Written problem:
In the case summary below, how much was paid to the telegraph company to transmit the message addressed to Fain?

Brewster v. Western Union Tel. Co.

Decision Date15 October 1898
Citation47 S.W. 560
PartiesBREWSTER et al. v. WESTERN UNION TEL. CO.
CourtArkansas Supreme Court

Appeal from circuit court, Jefferson county; John M. Elliott, Judge.

Action by A. Brewster and others against the Western Union Telegraph Company. There was a judgment for plaintiffs, from which they appeal. Affirmed.

The appellants, A. Brewster, W. Z. Tankersley, and J. M. Fain, were partners under the firm name of J. M. Fain & Co., and engaged in the business of buying and selling cattle. Brewster and Tankersley lived at Pine Bluff, Ark., while Fain made his home at Jennings, La. On the 8th day of May, 1895, Fain made, for said J. M. Fain & Co., an agreement with one T. D. Langley to purchase of said Langley 200 head of cattle, at $12 per head, but this contract was subject to the approval of Brewster and Tankersley, the partners of Fain. It was agreed between Langley and Fain that Fain should communicate with his partners, and notify Langley if said contract was accepted, on or before noon of May 14, 1895, and that, if Langley was not notified of the acceptance within that time, said contract would be declared off. Fain at once wrote to Brewster and Tankersley, and informed them of the terms of the contract. They, on the 13th of May, delivered to the defendant company a message addressed to Fain at Jennings, La., directing and authorizing him to close the trade for the 200 head of cattle, and paid said company the sum of 75 cents for the transmission of said message. The company failed to deliver the telegram until 7 o'clock p. m. of the 14th of May, 1895. The time given for the acceptance of the contract expired before the telegram was delivered, and plaintiffs failed to get the cattle. Appellants brought this action against the telegraph company to recover damages of them for negligently failing to deliver said telegram in due time. On the trial in the circuit court the presiding judge directed the jury to return a verdict in favor of plaintiffs for only the price paid for the telegram. Plaintiffs appealed from the judgment rendered upon the verdict thus returned. The other facts appear in the opinion.

Point annotation records
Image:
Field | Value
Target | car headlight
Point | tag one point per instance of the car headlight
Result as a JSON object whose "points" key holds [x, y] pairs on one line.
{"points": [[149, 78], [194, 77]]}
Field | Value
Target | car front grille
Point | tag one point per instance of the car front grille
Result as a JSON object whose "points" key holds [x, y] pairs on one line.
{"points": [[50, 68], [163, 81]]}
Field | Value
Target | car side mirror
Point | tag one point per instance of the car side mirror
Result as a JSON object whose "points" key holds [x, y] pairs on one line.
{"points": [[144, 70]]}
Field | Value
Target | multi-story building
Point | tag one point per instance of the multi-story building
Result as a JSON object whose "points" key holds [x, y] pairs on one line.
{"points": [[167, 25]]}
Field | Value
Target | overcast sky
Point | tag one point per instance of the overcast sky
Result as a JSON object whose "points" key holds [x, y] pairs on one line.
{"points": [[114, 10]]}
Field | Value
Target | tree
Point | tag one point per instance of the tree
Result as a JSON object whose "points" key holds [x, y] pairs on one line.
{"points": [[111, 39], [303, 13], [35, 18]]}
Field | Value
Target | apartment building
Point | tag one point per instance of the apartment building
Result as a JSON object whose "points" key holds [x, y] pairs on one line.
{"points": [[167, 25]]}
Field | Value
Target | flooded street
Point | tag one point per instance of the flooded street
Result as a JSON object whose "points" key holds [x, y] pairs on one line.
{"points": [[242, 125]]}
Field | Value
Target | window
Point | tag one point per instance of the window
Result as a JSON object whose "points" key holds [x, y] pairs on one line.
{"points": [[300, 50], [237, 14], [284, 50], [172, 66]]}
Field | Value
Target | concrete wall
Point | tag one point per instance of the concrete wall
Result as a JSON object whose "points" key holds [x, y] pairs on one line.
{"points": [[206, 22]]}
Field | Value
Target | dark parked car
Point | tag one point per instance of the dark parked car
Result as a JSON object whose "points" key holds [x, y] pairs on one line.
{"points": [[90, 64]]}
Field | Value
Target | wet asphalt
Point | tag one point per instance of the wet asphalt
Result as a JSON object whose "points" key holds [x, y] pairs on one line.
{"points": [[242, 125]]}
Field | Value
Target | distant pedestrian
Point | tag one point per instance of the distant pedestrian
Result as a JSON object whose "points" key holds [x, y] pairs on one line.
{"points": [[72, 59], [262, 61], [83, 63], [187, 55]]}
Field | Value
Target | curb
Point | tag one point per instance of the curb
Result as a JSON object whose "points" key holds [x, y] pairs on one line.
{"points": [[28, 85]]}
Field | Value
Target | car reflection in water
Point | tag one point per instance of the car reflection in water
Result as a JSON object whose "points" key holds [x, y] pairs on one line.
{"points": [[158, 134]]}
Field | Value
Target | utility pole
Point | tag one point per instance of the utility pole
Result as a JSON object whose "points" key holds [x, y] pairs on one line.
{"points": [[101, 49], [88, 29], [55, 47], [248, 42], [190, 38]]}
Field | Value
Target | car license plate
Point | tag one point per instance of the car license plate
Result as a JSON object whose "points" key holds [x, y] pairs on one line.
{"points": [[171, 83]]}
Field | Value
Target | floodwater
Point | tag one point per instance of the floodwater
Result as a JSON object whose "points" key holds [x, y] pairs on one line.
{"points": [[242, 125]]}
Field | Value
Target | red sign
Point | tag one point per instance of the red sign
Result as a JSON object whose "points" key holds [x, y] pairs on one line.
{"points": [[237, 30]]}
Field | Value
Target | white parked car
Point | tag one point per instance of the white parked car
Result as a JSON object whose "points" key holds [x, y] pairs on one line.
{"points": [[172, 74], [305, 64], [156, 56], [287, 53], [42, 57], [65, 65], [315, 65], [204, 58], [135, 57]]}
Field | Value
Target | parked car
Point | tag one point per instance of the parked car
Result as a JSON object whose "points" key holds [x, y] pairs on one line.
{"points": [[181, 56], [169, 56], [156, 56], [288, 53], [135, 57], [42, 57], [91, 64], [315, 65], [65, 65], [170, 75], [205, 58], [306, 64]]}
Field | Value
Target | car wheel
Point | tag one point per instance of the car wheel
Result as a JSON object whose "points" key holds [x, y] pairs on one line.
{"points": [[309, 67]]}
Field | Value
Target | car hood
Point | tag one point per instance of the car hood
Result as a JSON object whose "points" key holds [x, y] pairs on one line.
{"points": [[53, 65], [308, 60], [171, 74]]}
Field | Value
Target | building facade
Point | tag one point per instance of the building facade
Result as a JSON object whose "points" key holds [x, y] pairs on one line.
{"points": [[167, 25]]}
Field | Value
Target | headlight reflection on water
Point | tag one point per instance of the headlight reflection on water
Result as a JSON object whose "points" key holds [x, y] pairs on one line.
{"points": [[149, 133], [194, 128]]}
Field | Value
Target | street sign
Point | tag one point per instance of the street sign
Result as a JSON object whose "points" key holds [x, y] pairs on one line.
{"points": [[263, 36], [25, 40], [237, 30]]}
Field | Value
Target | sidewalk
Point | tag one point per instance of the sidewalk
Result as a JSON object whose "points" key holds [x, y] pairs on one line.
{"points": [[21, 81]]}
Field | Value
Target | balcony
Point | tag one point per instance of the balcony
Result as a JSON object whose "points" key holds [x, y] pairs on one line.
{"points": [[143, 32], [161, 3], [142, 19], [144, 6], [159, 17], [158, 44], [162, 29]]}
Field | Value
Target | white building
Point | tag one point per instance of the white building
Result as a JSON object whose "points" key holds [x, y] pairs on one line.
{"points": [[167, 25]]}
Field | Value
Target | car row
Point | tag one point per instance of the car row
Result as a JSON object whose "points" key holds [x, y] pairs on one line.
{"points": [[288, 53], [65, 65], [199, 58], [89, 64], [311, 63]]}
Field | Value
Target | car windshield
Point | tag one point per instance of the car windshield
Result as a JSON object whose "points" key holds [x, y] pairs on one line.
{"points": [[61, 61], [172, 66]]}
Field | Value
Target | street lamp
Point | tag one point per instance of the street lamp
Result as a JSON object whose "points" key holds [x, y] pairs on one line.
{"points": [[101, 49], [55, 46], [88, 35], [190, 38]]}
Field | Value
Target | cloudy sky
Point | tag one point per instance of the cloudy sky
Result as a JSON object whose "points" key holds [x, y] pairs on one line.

Solution to this task:
75 cents.